(Data to use)

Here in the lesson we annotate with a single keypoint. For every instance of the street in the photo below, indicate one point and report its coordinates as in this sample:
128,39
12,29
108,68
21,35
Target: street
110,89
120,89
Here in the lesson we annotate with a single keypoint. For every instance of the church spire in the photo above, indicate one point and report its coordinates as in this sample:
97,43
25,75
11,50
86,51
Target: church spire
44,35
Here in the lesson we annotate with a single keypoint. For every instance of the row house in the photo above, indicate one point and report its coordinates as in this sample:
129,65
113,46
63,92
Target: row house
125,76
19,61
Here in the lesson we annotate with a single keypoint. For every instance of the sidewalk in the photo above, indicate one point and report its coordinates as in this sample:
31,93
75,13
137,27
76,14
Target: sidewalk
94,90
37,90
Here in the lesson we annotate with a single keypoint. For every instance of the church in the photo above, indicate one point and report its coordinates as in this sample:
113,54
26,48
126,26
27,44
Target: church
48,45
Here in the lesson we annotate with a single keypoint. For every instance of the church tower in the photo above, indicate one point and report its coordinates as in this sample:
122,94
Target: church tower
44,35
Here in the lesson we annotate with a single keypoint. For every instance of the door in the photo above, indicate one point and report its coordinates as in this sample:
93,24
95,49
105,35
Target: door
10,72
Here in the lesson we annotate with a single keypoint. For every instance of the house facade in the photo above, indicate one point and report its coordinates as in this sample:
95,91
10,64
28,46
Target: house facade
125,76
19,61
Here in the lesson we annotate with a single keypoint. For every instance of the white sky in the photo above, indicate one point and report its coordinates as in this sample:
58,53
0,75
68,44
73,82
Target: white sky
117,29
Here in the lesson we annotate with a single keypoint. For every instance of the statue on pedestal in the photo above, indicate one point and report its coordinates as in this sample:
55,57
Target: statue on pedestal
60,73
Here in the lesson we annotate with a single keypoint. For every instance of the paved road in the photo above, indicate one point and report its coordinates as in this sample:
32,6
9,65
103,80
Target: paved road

(End Data to use)

Take the material above and return all of it exactly.

**Exercise solution:**
Here in the lesson we annotate with a single keypoint. For every instance of the street in the photo below, indicate one point and report its coordinates as in this sample:
128,39
12,29
108,68
21,35
Target: street
110,89
120,89
Here in the lesson we annotate with a single keypoint. For every instance of the church spire in the photo above, indicate one point and report its coordinates as in this sample:
97,43
25,75
11,50
86,51
Target: church spire
44,35
Here in the lesson we annotate with a single keypoint. For every instance of the row house in the photo above, indicate one point and report its coordinates as in this sample:
129,65
113,46
63,92
Target: row house
125,76
19,61
Here in the lesson we annotate with a single keypoint. For every instance of the sidewalk in the photo above, indicate one point and report its coordinates as in this sample:
31,93
75,13
137,27
76,14
Target: sidewalk
94,90
37,90
Here in the lesson we annotate with a single keypoint. For every instance of the church in the photo above, indicate one point and report its coordinates as in this sample:
113,54
26,48
126,26
27,44
Target: church
48,45
Here in the lesson we annotate with a single keypoint. For every instance of the church tower in the photo above, indicate one point and report its coordinates as in this sample:
122,94
Target: church tower
44,35
Here in the lesson we annotate with a single keypoint. For every instance of the door in the photo above, indicate one point and report its coordinates as in this sample:
93,24
95,49
105,35
Target: door
10,72
Here in the lesson we annotate with a single keypoint. For every instance of the house facade in the photo above, indicate one point and report its coordinates as in this sample:
95,91
10,64
28,46
Target: house facade
125,76
19,61
Here in the lesson we annotate with a single keypoint. For every instance of the white sky in the photo above, indicate one point and report its coordinates as in this sample:
58,53
0,75
68,44
73,82
Target: white sky
117,29
Here in the lesson we annotate with a single keypoint. For every instance of the statue on pedestal in the photo above, indicate one point and report its coordinates as in this sample:
55,57
Target: statue on pedestal
60,73
Here in the lesson we annotate with a single keypoint. For every instance of the paved road in the photo above, indicate one point and report its coordinates as in this sample:
32,6
9,65
103,80
Target: paved road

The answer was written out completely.